Start Source excerpt

Limited Dependent Variables
The problem with OLS for binary outcomes
When \(Y \in \{0, 1\}\), the linear probability model (LPM) treats the regression \(Y = X'\beta + \varepsilon\) as usual. It works — the coefficients estimate the change in \(P(Y=1)\) per unit change in \(X\). But there are two problems:
- Predictions outside \([0,1]\). A linear function eventually predicts negative probabilities or probabilities above 1.
- Heteroskedastic errors. Since \(Y\) is binary, \(\text{Var}(\varepsilon | X) = P(1-P)\), which depends on \(X\). OLS standard errors are wrong (use robust SEs).
Near the center of the data, the LPM is often fine. But when the true probability is strongly nonlinear — near 0 or 1 — the LPM misses the shape.
Logit and probit
Both models pass \(X'\beta\) through a nonlinear link function to keep predictions in \([0, 1]\):
\[P(Y = 1 \mid X) = F(X'\beta)\]
| Model | Link function \(F\) | Formula |
|---|---|---|
| Logit | Logistic CDF | \(\Lambda(z) = \dfrac{e^z}{1 + e^z}\) |
| Probit | Normal CDF | \(\Phi(z)\) |
Both are estimated by maximum likelihood. In practice, logit and probit give nearly identical results — the logistic and normal CDFs are almost the same shape when properly scaled.

End Source excerpt
Start Records supplied

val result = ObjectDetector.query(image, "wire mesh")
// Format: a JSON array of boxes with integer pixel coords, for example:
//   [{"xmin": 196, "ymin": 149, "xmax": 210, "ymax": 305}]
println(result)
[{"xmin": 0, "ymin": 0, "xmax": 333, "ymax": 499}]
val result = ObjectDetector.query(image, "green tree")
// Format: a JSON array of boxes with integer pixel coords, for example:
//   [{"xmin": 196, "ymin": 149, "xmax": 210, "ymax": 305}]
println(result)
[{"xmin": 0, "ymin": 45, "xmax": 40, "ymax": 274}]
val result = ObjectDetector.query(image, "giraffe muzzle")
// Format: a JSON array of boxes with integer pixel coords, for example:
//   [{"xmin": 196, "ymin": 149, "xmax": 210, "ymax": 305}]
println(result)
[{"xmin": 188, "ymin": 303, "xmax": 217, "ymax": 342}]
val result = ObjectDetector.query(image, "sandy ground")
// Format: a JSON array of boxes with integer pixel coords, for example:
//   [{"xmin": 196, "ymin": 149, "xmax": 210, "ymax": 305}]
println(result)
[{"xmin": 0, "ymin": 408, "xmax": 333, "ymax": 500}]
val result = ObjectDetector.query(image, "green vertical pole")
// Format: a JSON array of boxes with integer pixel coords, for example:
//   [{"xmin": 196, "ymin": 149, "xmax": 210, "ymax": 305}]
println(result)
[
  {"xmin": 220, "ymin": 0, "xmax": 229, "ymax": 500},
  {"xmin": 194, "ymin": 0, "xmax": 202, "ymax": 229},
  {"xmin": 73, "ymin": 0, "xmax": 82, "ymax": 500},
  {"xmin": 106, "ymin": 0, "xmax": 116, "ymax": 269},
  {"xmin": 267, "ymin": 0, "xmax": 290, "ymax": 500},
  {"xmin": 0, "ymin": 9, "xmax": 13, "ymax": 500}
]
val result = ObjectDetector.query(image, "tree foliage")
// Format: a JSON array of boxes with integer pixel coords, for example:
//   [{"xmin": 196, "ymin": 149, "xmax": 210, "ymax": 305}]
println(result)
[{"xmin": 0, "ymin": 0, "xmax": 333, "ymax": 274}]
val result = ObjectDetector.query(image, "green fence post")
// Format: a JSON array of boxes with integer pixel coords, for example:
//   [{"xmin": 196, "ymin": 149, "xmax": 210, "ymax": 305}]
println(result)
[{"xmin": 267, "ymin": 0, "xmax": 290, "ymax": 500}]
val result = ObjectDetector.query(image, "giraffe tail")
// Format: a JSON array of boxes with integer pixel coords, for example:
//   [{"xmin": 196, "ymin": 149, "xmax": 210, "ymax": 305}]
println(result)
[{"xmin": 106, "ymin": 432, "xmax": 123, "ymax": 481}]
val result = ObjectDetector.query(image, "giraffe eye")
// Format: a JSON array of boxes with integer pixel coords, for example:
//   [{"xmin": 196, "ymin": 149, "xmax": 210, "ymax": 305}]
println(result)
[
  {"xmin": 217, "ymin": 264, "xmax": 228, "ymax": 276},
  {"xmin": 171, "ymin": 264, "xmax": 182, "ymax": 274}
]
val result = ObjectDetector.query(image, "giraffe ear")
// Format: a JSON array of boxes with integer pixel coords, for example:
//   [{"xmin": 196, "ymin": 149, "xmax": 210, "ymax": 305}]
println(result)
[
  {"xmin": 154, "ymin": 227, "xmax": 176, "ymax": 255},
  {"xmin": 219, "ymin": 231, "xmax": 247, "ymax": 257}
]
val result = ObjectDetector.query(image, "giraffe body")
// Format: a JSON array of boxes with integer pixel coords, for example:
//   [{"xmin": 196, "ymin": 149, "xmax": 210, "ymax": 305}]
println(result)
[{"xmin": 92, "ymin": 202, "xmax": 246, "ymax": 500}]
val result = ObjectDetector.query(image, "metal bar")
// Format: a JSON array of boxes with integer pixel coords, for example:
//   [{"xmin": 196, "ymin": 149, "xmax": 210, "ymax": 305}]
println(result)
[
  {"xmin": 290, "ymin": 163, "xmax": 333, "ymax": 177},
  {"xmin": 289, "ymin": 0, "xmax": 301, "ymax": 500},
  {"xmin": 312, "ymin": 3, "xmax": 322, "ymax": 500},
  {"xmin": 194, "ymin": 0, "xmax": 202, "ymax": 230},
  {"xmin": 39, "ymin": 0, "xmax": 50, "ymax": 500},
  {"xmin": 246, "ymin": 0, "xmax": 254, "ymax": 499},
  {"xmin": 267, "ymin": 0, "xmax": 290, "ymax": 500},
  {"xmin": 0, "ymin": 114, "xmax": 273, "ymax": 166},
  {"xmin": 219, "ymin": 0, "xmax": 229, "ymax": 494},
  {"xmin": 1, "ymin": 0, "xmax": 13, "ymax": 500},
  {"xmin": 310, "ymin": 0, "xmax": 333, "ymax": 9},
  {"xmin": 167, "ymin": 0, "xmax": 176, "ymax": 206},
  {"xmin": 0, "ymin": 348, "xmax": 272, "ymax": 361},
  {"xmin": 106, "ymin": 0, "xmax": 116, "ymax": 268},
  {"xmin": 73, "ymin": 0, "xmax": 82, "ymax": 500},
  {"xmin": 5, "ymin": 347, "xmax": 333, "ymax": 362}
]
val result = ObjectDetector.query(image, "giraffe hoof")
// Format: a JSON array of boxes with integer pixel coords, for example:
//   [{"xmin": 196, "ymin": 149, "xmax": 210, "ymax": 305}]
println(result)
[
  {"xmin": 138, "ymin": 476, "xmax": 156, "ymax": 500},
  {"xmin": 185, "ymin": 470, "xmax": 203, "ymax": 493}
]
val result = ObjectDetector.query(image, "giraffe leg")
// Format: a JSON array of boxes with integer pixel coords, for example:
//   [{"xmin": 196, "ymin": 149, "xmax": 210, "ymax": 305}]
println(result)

End Records supplied

- Instruction A
How does the passage on limited dependent variables say logit and probit are estimated?
- Instruction B
Reproduce the limited dependent variables passage word for word, everything from "- Heteroskedastic errors." down to "misses the shape.".
- Instruction C
Carry on the passage on limited dependent variables, picking up after its final sentence.
The data have no connection to the passage on limited dependent variables.

- Exercise answer A
By maximum likelihood.

- Exercise answer B
- Heteroskedastic errors. Since \(Y\) is binary, \(\text{Var}(\varepsilon | X) = P(1-P)\), which depends on \(X\). OLS standard errors are wrong (use robust SEs).
Near the center of the data, the LPM is often fine. But when the true probability is strongly nonlinear — near 0 or 1 — the LPM misses the shape.

- Exercise answer C
Simulation
Binary data with a nonlinear true probability. The LPM fits a straight line; logit and probit fit S-curves. Drag the coefficient to make the nonlinearity more extreme.
#| standalone: true
#| viewerHeight: 700
library(shiny)
ui <- fluidPage(
tags$head(tags$style(HTML("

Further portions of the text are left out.